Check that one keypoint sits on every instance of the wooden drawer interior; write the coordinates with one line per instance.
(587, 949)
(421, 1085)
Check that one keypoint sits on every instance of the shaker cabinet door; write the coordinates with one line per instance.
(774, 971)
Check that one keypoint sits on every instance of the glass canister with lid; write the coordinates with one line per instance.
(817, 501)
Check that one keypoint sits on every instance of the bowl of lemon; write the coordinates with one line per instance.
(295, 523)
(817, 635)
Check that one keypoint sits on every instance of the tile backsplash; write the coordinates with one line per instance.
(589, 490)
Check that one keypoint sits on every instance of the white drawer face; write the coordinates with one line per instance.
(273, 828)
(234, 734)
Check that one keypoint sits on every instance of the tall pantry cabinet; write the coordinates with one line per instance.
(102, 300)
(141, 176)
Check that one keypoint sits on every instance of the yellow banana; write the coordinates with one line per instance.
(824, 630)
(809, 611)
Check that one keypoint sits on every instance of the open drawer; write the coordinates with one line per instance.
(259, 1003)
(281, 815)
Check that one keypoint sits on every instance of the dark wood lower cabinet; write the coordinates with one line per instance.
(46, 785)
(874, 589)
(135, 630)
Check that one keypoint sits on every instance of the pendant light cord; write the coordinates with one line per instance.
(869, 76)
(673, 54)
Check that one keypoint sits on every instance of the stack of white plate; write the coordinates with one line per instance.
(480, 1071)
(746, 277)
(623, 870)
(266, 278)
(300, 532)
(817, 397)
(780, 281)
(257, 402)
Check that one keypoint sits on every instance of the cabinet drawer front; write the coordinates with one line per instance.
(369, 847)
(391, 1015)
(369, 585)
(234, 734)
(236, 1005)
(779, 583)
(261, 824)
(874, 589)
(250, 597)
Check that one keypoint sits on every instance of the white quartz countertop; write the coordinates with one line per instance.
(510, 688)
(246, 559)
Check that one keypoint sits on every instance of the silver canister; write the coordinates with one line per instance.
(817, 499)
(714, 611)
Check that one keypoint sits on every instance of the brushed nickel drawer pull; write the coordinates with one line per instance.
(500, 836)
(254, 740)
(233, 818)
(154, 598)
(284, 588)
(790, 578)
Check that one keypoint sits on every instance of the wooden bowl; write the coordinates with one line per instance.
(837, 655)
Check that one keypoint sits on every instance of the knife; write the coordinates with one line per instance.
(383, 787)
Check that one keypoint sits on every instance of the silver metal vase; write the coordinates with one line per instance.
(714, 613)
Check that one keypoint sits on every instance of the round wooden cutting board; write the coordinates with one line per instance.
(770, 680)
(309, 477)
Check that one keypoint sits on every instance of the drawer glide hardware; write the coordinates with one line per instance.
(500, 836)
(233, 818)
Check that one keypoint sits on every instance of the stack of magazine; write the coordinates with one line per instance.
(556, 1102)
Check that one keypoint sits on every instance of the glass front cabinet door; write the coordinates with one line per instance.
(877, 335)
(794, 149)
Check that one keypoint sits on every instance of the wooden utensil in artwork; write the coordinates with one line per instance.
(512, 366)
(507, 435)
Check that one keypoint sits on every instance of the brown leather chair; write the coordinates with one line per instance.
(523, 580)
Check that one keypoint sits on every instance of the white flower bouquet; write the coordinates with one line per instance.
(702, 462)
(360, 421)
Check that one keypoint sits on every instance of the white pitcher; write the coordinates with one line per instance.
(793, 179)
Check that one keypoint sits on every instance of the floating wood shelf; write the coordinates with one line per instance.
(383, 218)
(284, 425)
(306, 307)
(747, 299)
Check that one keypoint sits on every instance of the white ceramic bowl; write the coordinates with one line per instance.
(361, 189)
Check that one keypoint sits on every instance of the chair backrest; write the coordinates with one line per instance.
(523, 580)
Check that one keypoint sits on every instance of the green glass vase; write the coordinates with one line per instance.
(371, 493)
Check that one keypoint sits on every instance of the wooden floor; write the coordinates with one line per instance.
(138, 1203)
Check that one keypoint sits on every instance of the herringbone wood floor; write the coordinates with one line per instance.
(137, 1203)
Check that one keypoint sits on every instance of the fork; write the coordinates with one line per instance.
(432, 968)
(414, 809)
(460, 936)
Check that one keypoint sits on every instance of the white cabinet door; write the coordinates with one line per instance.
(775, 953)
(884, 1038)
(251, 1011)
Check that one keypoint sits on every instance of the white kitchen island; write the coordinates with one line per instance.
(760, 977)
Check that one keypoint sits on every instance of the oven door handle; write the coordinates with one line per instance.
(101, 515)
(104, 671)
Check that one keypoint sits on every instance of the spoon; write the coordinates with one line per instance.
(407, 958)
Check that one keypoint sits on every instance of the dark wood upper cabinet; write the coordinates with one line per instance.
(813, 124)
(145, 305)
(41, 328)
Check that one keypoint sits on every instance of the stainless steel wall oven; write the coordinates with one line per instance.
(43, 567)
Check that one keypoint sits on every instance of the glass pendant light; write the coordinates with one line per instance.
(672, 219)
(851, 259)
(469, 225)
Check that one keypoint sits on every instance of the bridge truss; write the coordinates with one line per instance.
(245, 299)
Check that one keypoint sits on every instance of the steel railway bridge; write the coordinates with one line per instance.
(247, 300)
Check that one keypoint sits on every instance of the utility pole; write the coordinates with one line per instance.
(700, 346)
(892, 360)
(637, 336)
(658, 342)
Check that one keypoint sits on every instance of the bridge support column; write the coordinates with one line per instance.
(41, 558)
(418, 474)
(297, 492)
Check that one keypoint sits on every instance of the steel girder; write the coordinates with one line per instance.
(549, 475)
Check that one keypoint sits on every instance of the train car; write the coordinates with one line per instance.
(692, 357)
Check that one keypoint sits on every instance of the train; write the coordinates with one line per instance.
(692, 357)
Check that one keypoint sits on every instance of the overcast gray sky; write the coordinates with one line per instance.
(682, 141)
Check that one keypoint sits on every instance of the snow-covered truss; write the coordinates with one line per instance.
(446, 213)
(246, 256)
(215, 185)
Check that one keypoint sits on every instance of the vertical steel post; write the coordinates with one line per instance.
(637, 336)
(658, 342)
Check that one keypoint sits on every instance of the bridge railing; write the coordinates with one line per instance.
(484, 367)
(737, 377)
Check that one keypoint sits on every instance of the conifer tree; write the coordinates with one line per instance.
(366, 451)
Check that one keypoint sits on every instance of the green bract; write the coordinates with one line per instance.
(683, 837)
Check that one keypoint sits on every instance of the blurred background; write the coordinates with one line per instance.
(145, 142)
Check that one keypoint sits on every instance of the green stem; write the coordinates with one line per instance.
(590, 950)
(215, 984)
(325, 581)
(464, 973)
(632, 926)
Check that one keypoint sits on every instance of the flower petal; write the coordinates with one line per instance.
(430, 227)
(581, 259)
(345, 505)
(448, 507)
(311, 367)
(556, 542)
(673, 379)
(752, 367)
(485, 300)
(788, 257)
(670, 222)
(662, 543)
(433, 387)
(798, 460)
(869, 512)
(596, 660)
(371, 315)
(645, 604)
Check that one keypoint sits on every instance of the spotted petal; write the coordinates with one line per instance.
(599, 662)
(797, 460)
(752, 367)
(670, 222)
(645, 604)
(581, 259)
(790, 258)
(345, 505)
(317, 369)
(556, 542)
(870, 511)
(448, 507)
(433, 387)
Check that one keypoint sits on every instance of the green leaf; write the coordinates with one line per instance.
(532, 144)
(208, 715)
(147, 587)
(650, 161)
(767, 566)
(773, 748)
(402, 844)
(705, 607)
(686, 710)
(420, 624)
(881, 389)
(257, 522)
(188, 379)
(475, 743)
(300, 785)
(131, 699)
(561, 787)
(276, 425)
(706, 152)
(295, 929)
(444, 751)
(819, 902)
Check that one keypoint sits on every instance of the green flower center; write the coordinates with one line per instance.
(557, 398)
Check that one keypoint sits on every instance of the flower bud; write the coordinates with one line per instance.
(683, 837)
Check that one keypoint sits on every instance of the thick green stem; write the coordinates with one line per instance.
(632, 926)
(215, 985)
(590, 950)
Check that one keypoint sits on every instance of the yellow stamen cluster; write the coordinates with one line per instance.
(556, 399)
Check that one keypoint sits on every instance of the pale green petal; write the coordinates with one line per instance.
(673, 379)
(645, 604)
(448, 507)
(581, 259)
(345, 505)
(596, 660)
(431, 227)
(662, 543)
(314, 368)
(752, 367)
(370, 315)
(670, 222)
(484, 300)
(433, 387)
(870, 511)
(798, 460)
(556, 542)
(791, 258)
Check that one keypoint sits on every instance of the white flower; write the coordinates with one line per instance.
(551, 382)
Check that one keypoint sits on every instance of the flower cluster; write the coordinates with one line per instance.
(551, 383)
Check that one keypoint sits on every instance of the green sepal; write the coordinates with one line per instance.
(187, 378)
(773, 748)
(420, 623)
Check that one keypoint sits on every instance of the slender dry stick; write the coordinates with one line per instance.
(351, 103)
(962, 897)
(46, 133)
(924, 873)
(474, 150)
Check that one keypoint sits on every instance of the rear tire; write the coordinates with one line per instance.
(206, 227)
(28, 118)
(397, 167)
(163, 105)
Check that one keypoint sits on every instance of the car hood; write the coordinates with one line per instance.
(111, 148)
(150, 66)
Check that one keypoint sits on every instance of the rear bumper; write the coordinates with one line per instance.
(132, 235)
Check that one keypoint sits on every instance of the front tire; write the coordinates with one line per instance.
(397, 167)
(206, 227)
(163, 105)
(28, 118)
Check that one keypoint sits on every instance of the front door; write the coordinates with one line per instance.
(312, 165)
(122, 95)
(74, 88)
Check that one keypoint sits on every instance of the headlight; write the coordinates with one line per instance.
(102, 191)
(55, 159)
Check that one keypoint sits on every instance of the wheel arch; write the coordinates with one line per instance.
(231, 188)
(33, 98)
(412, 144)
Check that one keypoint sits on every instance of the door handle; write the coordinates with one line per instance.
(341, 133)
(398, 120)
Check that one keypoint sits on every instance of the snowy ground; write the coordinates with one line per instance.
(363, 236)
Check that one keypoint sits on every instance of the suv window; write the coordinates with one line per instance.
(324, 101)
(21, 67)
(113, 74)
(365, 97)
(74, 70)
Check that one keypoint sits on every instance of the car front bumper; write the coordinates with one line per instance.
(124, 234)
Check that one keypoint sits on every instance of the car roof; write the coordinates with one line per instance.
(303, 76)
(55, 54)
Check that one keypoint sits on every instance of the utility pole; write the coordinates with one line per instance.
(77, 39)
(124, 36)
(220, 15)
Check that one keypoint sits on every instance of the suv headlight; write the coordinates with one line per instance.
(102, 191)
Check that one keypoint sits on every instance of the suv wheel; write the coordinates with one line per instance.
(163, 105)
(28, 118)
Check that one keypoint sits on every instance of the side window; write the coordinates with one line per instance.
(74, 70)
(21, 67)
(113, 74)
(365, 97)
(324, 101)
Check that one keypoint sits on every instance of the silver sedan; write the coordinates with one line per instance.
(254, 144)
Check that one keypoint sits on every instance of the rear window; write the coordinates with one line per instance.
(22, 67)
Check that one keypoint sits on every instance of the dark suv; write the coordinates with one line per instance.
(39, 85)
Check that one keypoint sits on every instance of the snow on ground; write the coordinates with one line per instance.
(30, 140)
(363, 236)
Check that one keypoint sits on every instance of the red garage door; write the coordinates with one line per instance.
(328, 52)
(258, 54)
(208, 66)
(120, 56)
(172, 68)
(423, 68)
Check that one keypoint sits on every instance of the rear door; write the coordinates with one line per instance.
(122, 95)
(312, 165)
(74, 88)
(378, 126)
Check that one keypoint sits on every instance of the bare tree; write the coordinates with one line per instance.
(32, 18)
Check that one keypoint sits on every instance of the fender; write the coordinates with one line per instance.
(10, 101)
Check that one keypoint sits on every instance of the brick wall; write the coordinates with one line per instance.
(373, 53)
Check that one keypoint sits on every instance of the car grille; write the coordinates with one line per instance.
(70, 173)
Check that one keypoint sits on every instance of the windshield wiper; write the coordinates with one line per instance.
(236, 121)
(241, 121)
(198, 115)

=-=-=

The request>
Repeat only the stretch of lines that opens with the line containing "Check that one keypoint sits on every instance of the red" and closes with the final line of the entries, both included, exactly as written.

Task output>
Check that one keypoint sits on every instance of the red garage door; write the coordinates with one line per instance.
(328, 52)
(258, 54)
(208, 66)
(120, 56)
(172, 68)
(423, 68)
Check that one keypoint sits on every instance of the rear door; write the coordinates with one line per instance.
(122, 95)
(312, 165)
(74, 88)
(378, 126)
Check that one keypoint sits on every instance of the bare tree; write the coordinates with one line per instance.
(32, 18)
Check that one keypoint sits on every instance of the fender; write the coordinates with one line per instance.
(10, 101)
Check that one keypoint sits on every instance of the brick wall; write the coordinates with one line per instance.
(373, 53)
Check that one keypoint sits on every instance of the car grille; write the coordinates with one line per instance.
(70, 173)
Check that one keypoint sits on every instance of the windshield wiper; write the coordinates with one line per instance.
(236, 121)
(241, 121)
(198, 115)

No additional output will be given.